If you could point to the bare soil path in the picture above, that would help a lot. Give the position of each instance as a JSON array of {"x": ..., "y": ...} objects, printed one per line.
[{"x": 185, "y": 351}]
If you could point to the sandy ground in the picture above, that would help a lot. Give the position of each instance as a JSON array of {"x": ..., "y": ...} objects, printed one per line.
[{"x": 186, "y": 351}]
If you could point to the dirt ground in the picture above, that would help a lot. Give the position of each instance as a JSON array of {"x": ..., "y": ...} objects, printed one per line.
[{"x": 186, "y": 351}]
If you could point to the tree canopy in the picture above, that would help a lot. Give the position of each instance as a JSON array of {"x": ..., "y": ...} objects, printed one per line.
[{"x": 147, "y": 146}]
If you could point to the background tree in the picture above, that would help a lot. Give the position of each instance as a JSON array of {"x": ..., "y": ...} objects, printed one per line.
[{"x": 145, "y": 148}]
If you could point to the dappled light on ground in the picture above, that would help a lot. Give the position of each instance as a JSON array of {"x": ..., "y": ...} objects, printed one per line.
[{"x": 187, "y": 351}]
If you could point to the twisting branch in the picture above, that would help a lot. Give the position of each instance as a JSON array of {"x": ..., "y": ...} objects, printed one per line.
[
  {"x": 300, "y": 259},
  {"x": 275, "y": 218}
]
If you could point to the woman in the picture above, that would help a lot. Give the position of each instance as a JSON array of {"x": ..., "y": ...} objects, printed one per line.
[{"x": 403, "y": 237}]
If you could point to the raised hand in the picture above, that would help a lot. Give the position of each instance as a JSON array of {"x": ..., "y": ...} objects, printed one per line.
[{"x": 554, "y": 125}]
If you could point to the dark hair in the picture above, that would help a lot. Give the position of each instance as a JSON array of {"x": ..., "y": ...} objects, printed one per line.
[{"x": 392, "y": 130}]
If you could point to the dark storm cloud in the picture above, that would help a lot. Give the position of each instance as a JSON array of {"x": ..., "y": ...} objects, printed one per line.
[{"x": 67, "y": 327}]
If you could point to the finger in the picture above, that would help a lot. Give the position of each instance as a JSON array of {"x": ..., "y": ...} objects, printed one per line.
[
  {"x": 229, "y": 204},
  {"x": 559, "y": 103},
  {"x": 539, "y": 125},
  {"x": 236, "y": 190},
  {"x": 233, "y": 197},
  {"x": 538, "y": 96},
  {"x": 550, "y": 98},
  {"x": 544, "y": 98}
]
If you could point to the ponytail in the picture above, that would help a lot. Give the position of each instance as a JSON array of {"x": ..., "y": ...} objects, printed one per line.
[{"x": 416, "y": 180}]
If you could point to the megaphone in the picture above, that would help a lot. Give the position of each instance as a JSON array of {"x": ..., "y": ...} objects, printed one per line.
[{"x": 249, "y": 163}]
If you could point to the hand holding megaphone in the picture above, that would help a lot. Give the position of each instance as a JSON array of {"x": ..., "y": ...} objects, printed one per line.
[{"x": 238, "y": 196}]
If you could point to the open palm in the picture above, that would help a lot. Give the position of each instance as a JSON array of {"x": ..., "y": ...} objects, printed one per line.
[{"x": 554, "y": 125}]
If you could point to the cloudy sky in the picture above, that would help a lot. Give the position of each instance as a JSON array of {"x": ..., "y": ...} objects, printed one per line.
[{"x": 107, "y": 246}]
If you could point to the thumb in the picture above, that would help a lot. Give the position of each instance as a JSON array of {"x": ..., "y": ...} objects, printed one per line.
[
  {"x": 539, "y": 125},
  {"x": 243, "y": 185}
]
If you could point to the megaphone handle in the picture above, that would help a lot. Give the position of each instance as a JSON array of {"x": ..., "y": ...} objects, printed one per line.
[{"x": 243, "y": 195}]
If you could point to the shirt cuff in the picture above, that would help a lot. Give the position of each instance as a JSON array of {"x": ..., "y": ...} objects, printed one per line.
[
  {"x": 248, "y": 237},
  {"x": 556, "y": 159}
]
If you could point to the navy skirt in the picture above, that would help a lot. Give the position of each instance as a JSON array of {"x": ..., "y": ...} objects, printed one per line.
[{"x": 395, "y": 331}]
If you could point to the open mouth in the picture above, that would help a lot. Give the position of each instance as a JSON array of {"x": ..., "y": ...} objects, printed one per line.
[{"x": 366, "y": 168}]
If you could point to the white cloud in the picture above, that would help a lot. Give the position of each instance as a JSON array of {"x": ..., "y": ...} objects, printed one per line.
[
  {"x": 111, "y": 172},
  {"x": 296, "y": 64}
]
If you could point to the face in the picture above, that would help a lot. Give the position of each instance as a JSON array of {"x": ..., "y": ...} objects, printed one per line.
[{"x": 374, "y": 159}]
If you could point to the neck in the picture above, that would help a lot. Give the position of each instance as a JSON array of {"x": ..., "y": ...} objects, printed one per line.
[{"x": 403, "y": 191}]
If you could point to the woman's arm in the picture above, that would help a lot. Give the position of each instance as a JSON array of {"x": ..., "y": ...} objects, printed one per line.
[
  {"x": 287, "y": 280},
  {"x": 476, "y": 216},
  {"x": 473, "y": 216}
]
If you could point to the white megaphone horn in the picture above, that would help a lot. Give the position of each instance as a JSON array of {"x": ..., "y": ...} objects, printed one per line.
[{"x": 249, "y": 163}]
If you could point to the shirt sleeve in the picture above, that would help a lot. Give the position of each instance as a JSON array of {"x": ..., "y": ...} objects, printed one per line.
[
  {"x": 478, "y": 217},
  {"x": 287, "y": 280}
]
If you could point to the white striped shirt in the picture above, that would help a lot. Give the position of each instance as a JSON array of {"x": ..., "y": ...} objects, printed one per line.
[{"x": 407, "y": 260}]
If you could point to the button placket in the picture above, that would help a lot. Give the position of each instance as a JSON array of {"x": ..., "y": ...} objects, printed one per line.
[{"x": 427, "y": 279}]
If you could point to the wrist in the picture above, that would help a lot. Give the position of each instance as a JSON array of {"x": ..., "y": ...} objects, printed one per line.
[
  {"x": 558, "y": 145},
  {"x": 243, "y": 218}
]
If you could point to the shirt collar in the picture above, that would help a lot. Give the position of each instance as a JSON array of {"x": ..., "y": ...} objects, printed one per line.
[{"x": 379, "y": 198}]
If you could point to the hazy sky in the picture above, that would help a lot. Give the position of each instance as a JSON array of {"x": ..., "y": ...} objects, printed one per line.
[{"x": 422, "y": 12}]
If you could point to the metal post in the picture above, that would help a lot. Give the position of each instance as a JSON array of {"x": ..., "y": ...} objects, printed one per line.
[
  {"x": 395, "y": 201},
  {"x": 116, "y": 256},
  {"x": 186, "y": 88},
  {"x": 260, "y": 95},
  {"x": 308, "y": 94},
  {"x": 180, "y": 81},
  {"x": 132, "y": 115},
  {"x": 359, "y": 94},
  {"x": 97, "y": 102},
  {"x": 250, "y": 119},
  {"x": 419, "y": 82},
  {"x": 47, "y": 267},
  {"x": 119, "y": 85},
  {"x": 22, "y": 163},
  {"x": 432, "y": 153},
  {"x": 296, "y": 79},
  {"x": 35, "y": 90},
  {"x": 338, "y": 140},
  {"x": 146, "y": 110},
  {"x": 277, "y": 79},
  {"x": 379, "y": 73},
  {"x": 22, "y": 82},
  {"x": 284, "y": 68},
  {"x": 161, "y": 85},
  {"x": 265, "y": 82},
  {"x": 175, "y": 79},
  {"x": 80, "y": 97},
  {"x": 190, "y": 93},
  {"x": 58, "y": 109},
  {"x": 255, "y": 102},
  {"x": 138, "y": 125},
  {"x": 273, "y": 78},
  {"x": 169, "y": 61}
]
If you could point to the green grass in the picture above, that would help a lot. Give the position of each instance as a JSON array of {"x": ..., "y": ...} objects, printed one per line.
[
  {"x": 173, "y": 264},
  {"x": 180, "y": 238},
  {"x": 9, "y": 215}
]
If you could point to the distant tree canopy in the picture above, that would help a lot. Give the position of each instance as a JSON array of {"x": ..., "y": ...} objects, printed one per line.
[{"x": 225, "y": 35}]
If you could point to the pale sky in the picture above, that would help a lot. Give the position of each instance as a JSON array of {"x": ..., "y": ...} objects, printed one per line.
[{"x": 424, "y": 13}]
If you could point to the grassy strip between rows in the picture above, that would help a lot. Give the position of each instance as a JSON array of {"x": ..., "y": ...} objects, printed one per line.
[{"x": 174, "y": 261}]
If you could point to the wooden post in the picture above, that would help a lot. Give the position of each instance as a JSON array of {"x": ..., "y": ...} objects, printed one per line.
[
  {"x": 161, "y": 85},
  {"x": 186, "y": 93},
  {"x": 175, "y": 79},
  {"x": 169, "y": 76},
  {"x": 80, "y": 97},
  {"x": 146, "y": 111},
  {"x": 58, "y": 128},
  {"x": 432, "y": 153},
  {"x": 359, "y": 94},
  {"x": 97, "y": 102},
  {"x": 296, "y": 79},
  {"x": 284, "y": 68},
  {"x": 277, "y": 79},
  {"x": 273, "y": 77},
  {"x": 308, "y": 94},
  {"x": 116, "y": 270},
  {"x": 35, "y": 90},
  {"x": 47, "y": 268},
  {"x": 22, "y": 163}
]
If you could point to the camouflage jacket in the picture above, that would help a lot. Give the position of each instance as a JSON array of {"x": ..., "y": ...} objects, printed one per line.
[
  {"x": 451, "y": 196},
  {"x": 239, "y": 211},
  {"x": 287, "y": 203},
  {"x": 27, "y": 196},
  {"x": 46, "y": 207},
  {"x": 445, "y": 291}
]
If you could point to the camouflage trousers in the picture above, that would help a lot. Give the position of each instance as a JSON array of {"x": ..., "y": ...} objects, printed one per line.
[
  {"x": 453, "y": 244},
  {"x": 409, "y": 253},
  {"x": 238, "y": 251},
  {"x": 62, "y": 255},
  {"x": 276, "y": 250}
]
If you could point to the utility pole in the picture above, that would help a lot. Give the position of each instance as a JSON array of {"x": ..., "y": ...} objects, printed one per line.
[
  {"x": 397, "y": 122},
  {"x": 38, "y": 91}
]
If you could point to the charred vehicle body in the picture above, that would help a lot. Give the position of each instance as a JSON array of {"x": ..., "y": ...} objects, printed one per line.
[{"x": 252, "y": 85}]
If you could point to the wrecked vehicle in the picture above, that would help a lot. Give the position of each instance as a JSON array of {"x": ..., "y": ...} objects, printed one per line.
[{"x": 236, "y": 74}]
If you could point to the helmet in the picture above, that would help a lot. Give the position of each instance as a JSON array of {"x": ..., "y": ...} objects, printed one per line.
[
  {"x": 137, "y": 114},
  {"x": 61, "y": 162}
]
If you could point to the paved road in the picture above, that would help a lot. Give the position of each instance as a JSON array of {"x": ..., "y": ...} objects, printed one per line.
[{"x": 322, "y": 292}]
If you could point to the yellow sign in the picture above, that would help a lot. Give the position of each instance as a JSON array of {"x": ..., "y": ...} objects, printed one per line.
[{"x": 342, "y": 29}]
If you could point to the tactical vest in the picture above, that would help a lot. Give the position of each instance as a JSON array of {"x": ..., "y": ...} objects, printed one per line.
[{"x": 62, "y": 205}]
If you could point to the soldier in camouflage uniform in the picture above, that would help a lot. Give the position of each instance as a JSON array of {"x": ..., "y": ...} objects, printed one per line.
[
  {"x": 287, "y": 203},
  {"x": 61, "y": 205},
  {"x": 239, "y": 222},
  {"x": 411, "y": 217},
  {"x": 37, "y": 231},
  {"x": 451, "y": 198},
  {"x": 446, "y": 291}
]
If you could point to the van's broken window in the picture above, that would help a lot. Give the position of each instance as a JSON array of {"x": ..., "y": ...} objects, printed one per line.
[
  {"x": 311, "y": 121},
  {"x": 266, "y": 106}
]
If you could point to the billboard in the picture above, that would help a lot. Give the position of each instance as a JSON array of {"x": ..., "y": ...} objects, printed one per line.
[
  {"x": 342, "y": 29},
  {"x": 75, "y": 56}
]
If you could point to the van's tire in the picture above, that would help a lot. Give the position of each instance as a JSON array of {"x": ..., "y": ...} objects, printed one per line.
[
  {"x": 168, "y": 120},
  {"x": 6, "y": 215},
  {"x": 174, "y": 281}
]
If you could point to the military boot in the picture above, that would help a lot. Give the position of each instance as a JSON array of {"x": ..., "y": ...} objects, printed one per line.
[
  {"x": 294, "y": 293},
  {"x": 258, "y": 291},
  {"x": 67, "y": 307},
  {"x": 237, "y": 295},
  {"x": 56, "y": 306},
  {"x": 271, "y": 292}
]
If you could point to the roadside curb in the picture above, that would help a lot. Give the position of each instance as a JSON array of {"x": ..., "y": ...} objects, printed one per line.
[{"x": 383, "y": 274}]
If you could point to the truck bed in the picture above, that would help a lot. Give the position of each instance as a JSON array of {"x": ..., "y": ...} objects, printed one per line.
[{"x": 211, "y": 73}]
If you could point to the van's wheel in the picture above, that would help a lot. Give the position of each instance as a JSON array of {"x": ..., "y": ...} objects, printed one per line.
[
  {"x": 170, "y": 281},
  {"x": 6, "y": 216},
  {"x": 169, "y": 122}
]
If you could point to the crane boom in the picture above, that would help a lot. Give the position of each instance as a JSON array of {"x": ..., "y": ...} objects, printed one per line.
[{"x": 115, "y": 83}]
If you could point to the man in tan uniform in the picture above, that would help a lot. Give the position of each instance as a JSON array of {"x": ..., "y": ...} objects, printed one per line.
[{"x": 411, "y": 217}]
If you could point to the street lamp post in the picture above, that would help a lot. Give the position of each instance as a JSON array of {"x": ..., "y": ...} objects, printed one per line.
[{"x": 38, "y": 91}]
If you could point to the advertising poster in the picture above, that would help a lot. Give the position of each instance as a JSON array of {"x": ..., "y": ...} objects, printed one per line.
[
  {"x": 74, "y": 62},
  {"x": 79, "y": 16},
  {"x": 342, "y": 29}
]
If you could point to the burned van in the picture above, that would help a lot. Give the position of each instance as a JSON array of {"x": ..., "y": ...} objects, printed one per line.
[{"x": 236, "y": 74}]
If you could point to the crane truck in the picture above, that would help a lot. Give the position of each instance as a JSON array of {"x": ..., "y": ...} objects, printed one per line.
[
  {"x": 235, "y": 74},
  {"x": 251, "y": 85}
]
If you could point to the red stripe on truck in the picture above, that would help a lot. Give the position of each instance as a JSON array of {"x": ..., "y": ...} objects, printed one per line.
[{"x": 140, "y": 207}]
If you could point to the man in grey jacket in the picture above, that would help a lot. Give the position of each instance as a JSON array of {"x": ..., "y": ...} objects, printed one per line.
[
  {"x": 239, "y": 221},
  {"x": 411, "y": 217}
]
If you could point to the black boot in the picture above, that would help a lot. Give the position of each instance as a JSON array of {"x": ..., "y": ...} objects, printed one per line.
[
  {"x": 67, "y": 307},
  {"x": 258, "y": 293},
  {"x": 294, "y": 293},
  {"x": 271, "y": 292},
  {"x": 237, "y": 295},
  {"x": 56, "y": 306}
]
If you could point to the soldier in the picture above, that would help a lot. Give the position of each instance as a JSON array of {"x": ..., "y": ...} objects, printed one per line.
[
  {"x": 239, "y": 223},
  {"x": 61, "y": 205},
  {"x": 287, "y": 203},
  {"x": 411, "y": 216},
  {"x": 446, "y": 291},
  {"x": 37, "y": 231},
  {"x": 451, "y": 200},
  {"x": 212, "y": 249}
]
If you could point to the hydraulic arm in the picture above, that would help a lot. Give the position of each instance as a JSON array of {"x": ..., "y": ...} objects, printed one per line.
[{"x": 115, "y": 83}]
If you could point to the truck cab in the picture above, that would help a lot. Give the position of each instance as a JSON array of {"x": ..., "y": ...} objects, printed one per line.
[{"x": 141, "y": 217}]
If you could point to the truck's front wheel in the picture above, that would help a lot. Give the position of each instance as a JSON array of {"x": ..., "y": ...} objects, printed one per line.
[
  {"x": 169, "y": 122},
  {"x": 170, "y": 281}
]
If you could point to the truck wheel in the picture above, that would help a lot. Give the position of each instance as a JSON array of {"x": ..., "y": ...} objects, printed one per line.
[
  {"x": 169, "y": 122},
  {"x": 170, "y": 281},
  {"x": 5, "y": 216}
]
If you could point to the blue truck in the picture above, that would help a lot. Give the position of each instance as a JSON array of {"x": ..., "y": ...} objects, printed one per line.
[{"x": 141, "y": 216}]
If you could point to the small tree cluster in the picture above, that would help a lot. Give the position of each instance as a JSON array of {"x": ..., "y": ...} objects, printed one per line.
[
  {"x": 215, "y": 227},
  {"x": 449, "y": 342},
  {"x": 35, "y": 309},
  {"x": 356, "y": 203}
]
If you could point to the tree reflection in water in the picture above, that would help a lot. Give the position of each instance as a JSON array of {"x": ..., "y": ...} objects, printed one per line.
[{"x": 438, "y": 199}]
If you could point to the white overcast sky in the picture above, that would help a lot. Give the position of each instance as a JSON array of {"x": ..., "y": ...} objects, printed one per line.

→ Your task: Arrange the stretch from the line containing "If you could point to the small" through the end of the records as a numbered list, leaving out any blank lines.

→ Reply to the task:
1. If you could point to the small tree cluster in the picture above, that would help a lot. Give the position of each instance as a JSON array of {"x": ..., "y": ...} objects, printed one per line.
2. [
3.   {"x": 215, "y": 227},
4.   {"x": 449, "y": 342},
5.   {"x": 35, "y": 309},
6.   {"x": 356, "y": 203}
7. ]
8. If you could point to the tree reflection in water in the picture above, that would help a lot. Give the position of each instance as a JSON array of {"x": ..., "y": ...} objects, printed one per line.
9. [{"x": 438, "y": 199}]
10. If you could point to the white overcast sky in the picture above, that would help a lot. Give the position of each instance as a JSON array of {"x": ..., "y": ...} objects, printed one per line.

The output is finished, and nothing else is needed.